#### Text shown ####

Song
- English title: Carnival Morning
- Genre: Bossa nova
- Composer: Luiz Bonfá
- Lyricist: Antônio Maria

= Manhã de Carnaval =

Portuguese-language song by Luiz Bonfá and Antônio Maria

"Manhã de Carnaval" ("Carnival Morning"), often referred to as "Black Orpheus", is a song by Brazilian composer Luiz Bonfá and lyricist Antônio Maria.

==Background==
"Manhã de Carnaval" appeared as a principal theme in the 1959 Portuguese-language film Orfeu Negro by French director Marcel Camus. The film's soundtrack also included songs by Antônio Carlos Jobim and Vinícius de Moraes, as well as the composition by Bonfá "Samba de Orfeu". "Manhã de Carnaval" appears in the film, including versions sung or hummed by both the principal characters (Orfeu and Euridice), as well as an instrumental version, so that the song has been described as the main musical theme of the film. In the portion of the film in which the song is sung by the character Orfeu, portrayed by Breno Mello, the song was dubbed by Agostinho dos Santos. The song was initially rejected for inclusion in the film by Camus, but Bonfá was able to convince the director that the music for Manhã de Carnaval was superior to the song Bonfá composed as a replacement. Orfeu Negro was an international success (winning, for example, an Academy Award in 1960), and brought the song to a large audience.

#### Record list ####

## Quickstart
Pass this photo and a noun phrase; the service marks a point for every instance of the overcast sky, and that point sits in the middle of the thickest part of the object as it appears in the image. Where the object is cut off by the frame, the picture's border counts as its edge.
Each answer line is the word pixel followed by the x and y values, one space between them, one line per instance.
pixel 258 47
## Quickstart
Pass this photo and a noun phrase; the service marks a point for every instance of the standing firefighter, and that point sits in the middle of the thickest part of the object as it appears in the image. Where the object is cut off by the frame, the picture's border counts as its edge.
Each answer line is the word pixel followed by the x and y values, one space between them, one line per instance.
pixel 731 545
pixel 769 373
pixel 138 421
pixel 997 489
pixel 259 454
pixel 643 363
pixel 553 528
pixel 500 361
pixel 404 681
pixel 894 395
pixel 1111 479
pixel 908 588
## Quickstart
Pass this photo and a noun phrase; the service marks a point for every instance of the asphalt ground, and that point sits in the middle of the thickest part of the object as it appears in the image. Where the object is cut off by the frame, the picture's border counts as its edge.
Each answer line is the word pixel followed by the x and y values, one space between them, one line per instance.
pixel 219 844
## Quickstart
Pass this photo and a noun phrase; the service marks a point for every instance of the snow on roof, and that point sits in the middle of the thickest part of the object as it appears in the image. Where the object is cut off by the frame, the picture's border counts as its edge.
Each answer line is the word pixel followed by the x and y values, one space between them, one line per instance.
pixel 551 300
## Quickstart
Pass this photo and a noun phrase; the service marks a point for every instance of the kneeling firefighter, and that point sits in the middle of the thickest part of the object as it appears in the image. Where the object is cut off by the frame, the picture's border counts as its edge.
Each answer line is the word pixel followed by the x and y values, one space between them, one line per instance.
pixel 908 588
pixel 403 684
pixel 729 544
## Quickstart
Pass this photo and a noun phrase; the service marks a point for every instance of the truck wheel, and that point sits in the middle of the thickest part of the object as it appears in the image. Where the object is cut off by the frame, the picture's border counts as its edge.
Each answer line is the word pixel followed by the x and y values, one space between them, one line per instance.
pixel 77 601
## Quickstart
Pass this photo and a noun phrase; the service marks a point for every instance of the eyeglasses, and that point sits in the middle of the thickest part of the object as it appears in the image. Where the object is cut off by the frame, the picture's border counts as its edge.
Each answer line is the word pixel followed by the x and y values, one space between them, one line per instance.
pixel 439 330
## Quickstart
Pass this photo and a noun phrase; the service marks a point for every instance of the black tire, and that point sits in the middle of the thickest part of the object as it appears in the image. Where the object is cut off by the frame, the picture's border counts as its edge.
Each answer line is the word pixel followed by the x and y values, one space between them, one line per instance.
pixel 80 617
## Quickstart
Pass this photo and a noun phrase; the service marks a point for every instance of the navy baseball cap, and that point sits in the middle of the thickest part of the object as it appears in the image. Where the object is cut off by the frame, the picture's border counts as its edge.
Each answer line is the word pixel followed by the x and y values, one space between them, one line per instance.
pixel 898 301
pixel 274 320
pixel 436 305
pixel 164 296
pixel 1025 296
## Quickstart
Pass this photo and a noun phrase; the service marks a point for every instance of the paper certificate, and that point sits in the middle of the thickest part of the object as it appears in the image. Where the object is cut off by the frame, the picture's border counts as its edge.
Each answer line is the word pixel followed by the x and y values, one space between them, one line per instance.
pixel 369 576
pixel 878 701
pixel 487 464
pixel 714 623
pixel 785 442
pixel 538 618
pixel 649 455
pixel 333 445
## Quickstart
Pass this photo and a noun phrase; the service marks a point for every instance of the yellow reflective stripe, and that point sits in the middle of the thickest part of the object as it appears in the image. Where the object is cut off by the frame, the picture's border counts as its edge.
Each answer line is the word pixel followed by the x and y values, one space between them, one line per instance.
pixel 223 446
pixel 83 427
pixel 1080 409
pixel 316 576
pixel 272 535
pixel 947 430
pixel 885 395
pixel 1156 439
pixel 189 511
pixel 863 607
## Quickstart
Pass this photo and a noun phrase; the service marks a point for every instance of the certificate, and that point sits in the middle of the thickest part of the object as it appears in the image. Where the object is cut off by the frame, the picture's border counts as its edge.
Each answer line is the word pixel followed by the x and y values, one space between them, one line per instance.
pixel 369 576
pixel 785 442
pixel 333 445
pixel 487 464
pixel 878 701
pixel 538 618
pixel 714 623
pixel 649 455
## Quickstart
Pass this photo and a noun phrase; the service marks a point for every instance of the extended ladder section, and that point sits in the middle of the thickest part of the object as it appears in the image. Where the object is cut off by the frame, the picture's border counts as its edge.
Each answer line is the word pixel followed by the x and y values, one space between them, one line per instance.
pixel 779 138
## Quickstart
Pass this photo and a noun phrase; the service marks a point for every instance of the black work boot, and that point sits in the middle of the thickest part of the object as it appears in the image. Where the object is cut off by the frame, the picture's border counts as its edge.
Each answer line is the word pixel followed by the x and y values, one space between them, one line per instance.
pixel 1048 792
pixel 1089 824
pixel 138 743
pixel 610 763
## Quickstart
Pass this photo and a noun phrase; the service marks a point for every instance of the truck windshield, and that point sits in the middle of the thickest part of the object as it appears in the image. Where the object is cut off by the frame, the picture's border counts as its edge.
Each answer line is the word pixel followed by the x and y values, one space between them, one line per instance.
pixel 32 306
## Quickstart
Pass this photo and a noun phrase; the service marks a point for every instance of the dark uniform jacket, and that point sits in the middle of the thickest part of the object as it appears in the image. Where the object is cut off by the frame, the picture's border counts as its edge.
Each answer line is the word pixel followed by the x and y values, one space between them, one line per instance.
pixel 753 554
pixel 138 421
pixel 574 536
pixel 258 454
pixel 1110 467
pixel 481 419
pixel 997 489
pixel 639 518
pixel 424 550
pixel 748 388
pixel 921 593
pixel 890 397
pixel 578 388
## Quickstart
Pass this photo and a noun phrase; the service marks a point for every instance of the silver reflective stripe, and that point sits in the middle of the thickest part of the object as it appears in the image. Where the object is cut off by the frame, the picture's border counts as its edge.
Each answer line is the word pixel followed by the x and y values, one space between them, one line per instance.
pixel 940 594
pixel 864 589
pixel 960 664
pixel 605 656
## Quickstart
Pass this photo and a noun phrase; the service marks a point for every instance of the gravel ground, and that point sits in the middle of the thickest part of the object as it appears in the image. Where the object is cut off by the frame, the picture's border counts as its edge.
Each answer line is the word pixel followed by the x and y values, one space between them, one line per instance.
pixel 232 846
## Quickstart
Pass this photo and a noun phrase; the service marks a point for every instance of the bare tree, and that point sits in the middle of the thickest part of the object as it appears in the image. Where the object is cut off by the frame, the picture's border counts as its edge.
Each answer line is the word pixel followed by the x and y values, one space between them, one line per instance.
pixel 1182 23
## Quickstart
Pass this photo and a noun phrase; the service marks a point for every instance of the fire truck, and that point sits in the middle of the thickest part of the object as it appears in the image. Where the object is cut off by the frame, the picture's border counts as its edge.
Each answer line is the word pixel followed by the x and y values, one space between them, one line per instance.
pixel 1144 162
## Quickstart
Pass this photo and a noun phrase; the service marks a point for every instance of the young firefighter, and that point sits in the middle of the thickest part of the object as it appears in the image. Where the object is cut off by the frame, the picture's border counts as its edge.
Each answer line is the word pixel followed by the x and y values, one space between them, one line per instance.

####

Tasks to carry out ▸
• 1. According to the song article, who dubbed the song when the character Orfeu sings it in the film?
• 2. Update the song article from "Portuguese-language song by" through "lyricist Antônio Maria." by changing "Brazilian" to "Brazil-born".
• 3. In the song article, shorten the paragraph that begins "'Manhã de Carnaval' appeared as a principal theme" while keeping its main facts.

Answers to each task ▸
• 1. Agostinho dos Santos.

• 2.
Portuguese-language song by Luiz Bonfá and Antônio Maria

"Manhã de Carnaval" ("Carnival Morning"), often referred to as "Black Orpheus", is a song by Brazil-born composer Luiz Bonfá and lyricist Antônio Maria.

• 3. "Manhã de Carnaval" was the main musical theme of Marcel Camus's 1959 Portuguese-language film Orfeu Negro. The soundtrack also included songs by Antônio Carlos Jobim and Vinícius de Moraes and Bonfá's "Samba de Orfeu." Both Orfeu and Euridice sing or hum the song, and it also appears as an instrumental. Agostinho dos Santos dubbed Orfeu's singing for Breno Mello. Camus first rejected the song, but Bonfá convinced him it was better than the replacement he had written. The film's international success, including an Academy Award in 1960, brought the song to a large audience.